§ STUDY TEXT
-=-=-

4AD. Release: May 17th, 2019. On 3rd September 2017, director Mike Mills emailed Matt Berninger to introduce himself and in very short order, the most ambitious project of the National’s nearly 20-year career was born and plans for a hard-earned vacation died. The Los Angeles-based filmmaker was coming off his third feature, 20th Century Women, and was interested in working with the band on… something. A video maybe. Berninger, already a fan of Mills’ films, not only agreed to collaborate, he essentially handed over the keys to the band’s creative process.
The result is I Am Easy to Find, a 24-minute film by Mills starring Alicia Vikander, and I Am Easy to Find, a 68-minute album by the National. The former is not the video for the latter; the latter is not the soundtrack to the former. The two projects are, as Mills calls them, “Playfully hostile siblings that love to steal from each other” — they share music and words and DNA and impulses and a vision about what it means to be human in 2019, but don’t necessarily need one another. The movie was composed like a piece of music; the music was assembled like a film, by a film director. The frontman and natural focal point was deliberately and dramatically sidestaged in favour of a variety of female voices, nearly all of whom have long been in the group’s orbit. It is unlike anything either artist has ever attempted and also totally in line with how they’ve created for much of their careers.
As the album’s opening track, ‘You Had Your Soul With You,’ unfurls, it’s so far, so National: a digitally manipulated guitar line, skittering drums, Berninger’s familiar baritone, mounting tension. Then around the 2:15 mark, the true nature of I Am Easy To Find announces itself: the racket subsides, strings swell, and the voice of long-time David Bowie bandmate Gail Ann Dorsey booms out—not as background vocals, not as a hook, but to take over the song. Elsewhere it’s Irish singer-songwriter Lisa Hannigan, or Sharon Van Etten, or Mina Tindle or Kate Stables of This Is the Kit, or varying combinations of them. The Brooklyn Youth Choir, whom Bryce Dessner had worked with before. There are choral arrangements and strings on nearly every track, largely put together by Bryce in Paris—not a negation of the band’s dramatic tendencies, but a redistribution of them.
“Yes, there are a lot of women singing on this, but it wasn’t because, ‘Oh, let’s have more women’s voices,’ says Berninger. “It was more, ‘Let’s have more of a fabric of people’s identities.’ It would have been better to have had other male singers, but my ego wouldn’t let that happen.”

-=-=-

§ PARTS OF THE EXERCISE
a. Answer these questions using the text about I Am Easy to Find.
(i) How long is the film Mike Mills made?
(ii) At about what point in 'You Had Your Soul With You' does Gail Ann Dorsey's voice come in?
(iii) In what city did Bryce put together most of the choral arrangements and strings?
b. Revise the part of the text about I Am Easy to Find between "As the album’s" and "redistribution of them.", inclusive, putting "low voice" in place of "baritone".

§ SUPPLIED ENTRIES
-=-=-

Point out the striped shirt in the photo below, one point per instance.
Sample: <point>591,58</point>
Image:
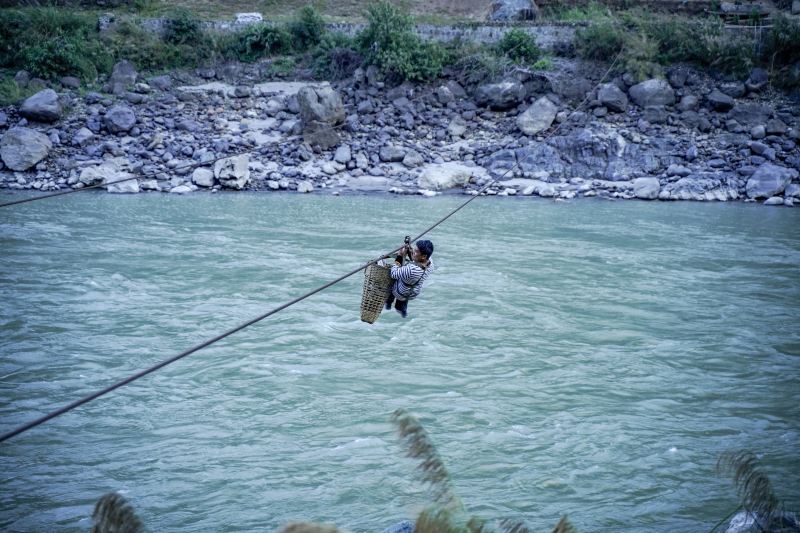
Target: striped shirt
<point>410,278</point>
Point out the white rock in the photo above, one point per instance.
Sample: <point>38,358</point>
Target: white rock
<point>538,117</point>
<point>204,177</point>
<point>646,188</point>
<point>233,172</point>
<point>450,175</point>
<point>181,189</point>
<point>112,170</point>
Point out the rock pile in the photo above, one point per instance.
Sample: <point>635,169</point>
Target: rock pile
<point>685,138</point>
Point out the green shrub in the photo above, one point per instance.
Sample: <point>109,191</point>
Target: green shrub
<point>148,52</point>
<point>51,42</point>
<point>601,40</point>
<point>519,46</point>
<point>283,66</point>
<point>258,41</point>
<point>307,29</point>
<point>782,45</point>
<point>11,93</point>
<point>183,28</point>
<point>388,42</point>
<point>336,57</point>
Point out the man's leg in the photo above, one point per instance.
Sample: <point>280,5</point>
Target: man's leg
<point>402,307</point>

-=-=-

§ ANSWERS TO EACH TASK
a.
(i) 24 minutes
(ii) Around the 2:15 mark
(iii) Paris

b.
As the album’s opening track, ‘You Had Your Soul With You,’ unfurls, it’s so far, so National: a digitally manipulated guitar line, skittering drums, Berninger’s familiar low voice, mounting tension. Then around the 2:15 mark, the true nature of I Am Easy To Find announces itself: the racket subsides, strings swell, and the voice of long-time David Bowie bandmate Gail Ann Dorsey booms out—not as background vocals, not as a hook, but to take over the song. Elsewhere it’s Irish singer-songwriter Lisa Hannigan, or Sharon Van Etten, or Mina Tindle or Kate Stables of This Is the Kit, or varying combinations of them. The Brooklyn Youth Choir, whom Bryce Dessner had worked with before. There are choral arrangements and strings on nearly every track, largely put together by Bryce in Paris—not a negation of the band’s dramatic tendencies, but a redistribution of them.